◆ **Request**: Count the lines in the listing below that contain the string "around", treating uppercase and lowercase as different, and reply with only the number.

◆ **Dataset content**:
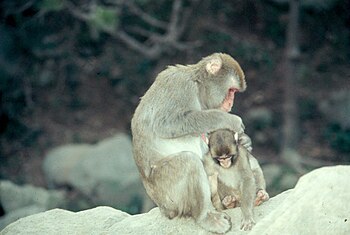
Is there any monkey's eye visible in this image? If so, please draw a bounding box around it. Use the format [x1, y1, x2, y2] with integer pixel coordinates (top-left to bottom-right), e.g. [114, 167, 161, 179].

==

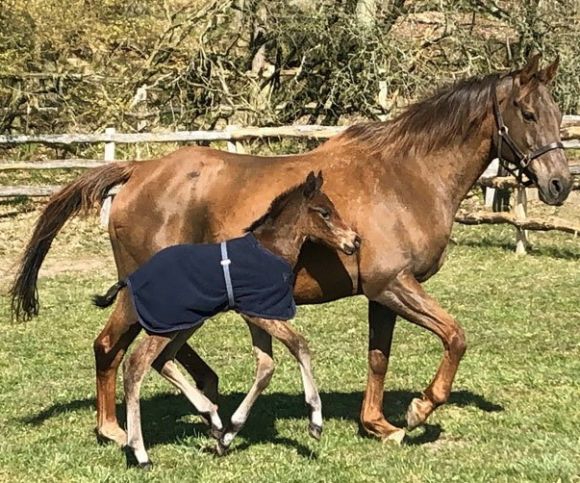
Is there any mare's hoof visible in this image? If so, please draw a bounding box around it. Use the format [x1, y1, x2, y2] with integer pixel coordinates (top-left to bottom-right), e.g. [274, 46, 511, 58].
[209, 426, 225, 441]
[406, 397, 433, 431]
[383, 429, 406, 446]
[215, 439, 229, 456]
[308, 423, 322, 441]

◆ **Correct answer**: 2